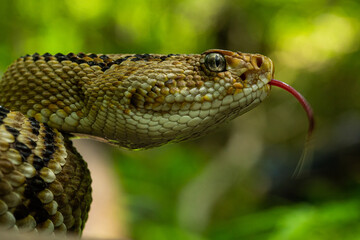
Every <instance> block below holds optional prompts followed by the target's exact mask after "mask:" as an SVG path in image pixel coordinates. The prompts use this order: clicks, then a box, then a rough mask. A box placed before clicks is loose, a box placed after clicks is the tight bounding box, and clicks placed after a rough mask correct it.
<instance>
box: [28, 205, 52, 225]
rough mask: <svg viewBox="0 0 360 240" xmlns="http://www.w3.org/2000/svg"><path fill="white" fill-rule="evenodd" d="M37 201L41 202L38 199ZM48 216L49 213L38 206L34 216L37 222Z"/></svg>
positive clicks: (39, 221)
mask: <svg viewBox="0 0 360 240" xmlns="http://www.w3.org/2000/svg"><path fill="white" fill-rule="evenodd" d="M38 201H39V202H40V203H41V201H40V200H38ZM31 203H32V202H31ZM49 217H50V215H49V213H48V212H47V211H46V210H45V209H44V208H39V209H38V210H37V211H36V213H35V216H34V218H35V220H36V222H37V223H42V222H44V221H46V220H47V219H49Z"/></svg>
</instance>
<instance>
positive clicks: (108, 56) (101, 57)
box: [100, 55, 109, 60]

————

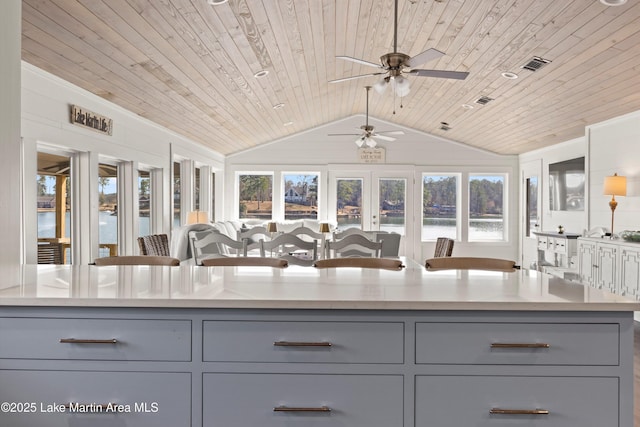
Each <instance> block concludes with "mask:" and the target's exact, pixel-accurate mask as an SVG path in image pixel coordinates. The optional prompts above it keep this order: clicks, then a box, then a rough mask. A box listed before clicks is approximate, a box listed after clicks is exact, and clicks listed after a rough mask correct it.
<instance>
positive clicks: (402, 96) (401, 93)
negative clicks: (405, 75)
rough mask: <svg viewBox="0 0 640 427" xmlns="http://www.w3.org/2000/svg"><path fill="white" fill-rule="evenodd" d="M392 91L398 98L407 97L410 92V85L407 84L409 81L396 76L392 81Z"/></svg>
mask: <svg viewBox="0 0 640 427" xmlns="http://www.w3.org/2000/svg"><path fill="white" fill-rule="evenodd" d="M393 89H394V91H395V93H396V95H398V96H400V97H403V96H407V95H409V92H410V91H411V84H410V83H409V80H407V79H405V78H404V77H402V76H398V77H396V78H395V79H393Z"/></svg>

————

Activity: Every line above that includes the string "exact" should be counted, and the answer should be that number only.

Response box: 2